**Problem details:**
Transcribe, word for word, the line containing "[locate] the blue petal" and each line following it through the end of the listing below. Omit all other lines.
##### Material for the task
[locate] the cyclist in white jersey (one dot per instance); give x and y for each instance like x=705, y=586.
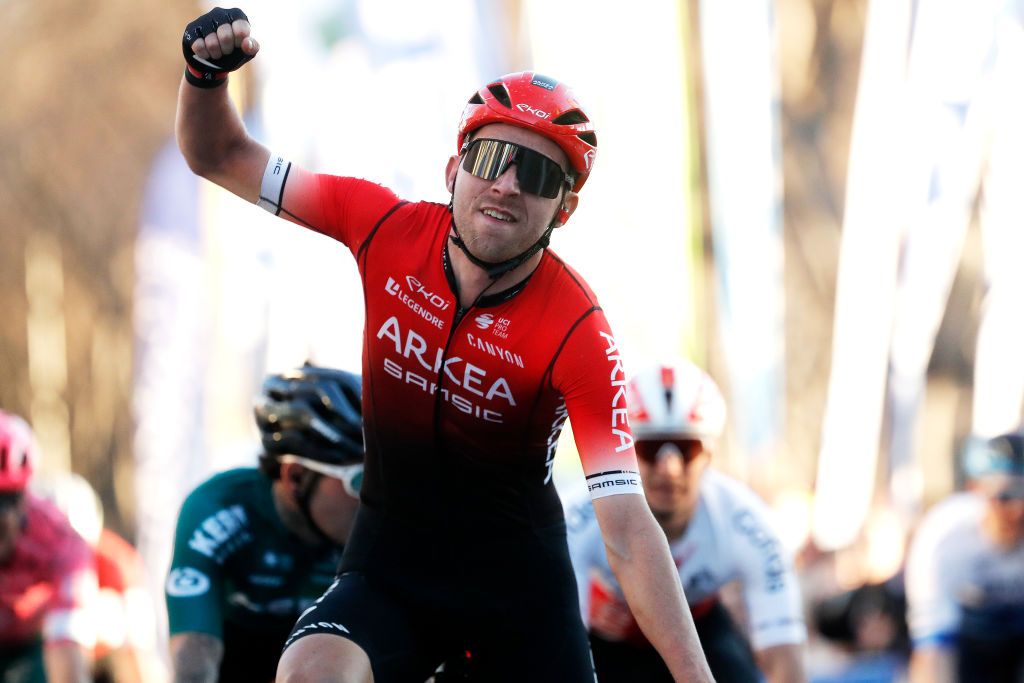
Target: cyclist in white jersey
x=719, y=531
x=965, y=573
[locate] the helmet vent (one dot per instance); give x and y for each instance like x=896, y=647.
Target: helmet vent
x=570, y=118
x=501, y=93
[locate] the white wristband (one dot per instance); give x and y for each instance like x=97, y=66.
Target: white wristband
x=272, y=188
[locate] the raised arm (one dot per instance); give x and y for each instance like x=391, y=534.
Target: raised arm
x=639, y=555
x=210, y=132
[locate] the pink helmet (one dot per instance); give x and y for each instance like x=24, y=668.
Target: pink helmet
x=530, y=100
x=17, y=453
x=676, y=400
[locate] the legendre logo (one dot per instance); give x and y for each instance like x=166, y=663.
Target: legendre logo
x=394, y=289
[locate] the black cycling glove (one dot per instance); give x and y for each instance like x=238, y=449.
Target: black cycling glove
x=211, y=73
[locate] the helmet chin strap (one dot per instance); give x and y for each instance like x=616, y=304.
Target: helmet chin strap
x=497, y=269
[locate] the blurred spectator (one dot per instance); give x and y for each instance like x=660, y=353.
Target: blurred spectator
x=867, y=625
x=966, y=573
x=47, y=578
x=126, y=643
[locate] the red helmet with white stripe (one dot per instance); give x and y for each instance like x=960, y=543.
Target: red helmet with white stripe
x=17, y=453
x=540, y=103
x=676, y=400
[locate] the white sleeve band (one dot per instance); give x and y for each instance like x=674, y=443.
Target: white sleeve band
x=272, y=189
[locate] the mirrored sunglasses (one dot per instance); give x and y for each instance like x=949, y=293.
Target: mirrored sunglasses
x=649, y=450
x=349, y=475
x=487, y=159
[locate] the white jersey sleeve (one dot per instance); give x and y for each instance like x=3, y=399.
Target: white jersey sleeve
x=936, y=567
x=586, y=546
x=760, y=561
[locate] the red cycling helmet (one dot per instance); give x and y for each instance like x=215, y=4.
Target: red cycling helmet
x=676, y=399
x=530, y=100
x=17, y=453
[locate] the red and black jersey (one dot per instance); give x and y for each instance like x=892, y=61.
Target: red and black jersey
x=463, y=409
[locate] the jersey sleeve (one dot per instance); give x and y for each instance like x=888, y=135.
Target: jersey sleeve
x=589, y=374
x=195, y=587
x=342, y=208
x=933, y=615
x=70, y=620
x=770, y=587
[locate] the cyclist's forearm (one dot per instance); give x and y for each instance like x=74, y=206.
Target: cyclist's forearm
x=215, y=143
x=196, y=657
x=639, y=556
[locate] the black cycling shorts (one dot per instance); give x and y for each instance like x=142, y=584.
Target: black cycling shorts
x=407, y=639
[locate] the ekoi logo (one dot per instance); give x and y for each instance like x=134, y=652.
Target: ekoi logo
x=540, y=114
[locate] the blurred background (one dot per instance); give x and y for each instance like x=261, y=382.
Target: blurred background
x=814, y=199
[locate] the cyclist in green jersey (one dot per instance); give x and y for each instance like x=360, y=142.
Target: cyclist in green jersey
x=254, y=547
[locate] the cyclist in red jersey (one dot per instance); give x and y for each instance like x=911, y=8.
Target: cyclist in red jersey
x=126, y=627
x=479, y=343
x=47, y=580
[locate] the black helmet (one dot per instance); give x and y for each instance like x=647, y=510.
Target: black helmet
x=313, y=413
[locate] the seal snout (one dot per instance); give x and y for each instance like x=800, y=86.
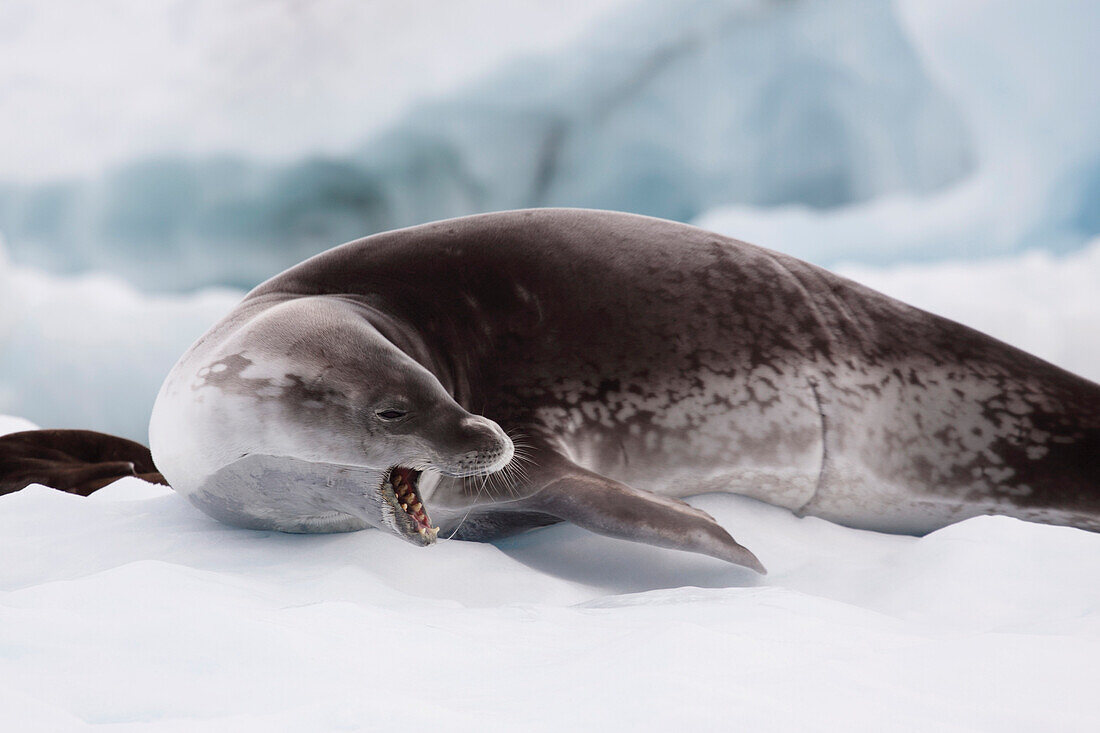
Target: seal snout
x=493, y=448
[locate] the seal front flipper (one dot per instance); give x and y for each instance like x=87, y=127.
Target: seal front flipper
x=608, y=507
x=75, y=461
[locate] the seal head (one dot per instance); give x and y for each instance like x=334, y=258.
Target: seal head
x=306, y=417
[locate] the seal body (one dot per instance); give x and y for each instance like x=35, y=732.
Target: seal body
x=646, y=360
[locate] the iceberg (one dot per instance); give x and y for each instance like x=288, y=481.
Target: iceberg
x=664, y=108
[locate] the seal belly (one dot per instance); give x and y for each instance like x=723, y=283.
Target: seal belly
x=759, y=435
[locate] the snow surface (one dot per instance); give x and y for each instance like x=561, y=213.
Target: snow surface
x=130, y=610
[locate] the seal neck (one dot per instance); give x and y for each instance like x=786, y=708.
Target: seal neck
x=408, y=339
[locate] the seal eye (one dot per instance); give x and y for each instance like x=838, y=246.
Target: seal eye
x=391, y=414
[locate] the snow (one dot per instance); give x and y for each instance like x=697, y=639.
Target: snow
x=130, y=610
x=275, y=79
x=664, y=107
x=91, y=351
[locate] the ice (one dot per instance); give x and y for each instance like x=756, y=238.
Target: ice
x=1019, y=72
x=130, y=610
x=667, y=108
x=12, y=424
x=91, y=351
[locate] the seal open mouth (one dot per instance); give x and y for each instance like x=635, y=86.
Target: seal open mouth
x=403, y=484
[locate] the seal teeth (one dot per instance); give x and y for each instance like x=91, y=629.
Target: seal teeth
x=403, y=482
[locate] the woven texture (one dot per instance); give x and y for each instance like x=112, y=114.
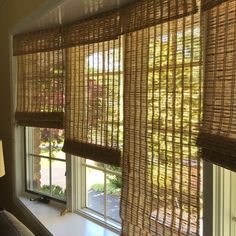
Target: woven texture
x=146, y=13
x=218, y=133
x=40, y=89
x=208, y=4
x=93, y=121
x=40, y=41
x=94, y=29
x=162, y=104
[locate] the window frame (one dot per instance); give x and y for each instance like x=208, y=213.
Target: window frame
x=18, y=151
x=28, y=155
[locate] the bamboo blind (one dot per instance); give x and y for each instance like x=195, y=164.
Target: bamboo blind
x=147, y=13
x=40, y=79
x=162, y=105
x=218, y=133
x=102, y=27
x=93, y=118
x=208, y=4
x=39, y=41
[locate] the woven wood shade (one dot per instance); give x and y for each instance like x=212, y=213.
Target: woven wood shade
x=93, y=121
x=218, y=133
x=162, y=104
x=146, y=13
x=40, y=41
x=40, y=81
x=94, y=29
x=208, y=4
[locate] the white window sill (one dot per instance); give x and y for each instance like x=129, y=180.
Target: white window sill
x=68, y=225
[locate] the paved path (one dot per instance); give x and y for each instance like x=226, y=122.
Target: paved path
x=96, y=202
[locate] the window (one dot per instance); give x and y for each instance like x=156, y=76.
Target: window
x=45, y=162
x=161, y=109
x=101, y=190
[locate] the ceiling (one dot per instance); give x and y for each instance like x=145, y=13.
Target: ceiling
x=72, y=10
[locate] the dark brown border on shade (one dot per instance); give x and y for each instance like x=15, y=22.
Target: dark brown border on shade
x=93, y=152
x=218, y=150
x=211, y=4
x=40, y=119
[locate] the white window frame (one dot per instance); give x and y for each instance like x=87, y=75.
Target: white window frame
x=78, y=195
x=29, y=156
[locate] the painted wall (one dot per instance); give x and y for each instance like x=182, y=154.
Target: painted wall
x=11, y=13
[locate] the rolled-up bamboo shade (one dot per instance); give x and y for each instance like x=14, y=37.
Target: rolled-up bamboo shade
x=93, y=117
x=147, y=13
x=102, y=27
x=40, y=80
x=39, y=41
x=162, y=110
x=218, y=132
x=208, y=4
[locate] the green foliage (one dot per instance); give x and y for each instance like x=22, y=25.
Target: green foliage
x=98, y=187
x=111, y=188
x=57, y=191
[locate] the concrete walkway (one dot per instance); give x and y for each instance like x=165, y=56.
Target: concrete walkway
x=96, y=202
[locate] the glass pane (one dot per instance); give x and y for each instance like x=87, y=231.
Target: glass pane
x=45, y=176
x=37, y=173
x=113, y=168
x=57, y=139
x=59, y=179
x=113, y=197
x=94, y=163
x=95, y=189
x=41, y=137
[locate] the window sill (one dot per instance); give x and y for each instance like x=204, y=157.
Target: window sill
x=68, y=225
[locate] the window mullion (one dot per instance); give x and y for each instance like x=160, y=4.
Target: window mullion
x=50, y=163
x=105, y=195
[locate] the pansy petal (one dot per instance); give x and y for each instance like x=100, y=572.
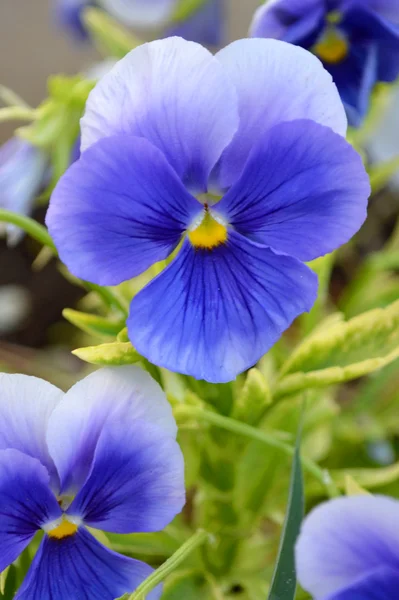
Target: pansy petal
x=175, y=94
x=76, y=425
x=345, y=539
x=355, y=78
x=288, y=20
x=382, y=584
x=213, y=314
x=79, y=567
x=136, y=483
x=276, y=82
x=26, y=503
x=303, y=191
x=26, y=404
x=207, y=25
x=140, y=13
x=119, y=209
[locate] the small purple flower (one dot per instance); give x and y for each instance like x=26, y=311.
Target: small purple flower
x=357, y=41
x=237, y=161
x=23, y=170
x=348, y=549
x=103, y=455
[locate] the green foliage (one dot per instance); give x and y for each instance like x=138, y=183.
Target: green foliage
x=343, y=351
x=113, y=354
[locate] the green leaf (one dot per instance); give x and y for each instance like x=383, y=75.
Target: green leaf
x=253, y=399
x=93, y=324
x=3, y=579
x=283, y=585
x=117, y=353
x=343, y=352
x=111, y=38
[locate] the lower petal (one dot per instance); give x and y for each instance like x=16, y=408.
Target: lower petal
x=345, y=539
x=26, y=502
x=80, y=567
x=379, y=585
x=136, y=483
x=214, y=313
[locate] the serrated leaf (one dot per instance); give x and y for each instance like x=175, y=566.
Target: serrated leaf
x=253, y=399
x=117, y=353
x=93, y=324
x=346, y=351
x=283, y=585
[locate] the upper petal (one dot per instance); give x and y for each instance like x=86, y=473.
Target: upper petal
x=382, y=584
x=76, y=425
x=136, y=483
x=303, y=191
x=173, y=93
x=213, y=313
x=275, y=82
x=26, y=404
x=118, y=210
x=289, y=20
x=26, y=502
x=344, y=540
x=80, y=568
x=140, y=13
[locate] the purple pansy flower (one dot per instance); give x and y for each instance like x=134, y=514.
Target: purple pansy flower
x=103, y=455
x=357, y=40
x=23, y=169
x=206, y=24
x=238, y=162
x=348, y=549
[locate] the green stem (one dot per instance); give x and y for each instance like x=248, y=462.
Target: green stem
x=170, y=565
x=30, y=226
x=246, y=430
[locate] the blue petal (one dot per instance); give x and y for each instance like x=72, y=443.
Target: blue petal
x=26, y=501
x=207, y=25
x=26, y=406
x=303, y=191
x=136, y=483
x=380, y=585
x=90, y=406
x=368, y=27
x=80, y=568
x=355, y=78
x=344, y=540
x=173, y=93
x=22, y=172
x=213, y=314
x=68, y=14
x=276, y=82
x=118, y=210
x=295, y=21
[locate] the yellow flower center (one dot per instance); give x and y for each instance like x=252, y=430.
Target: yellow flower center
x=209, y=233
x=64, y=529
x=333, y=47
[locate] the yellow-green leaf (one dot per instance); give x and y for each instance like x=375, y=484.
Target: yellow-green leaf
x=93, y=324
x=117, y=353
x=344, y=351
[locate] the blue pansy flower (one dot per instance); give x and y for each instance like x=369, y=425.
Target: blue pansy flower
##########
**Complete output:**
[locate] the blue petal (one dot per instance); give x and y for each instance like x=72, y=443.
Target: blue petal
x=26, y=501
x=207, y=25
x=26, y=406
x=303, y=191
x=136, y=483
x=380, y=585
x=90, y=406
x=368, y=27
x=80, y=568
x=355, y=78
x=344, y=540
x=173, y=93
x=22, y=172
x=213, y=314
x=68, y=14
x=276, y=82
x=118, y=210
x=295, y=21
[locate] the yellow flower center (one dot per instance); give x and y for each instance like x=252, y=430.
Target: yellow flower center
x=209, y=233
x=64, y=529
x=333, y=47
[locate] the yellow-green leaf (one dot per instance); give x and y for each instance like x=375, y=484.
Target: yellow-green leaf
x=93, y=324
x=117, y=353
x=344, y=351
[locate] the blue pansy flower (one dot per instance); give x and y for each instance like x=369, y=425.
Target: blue pansy flower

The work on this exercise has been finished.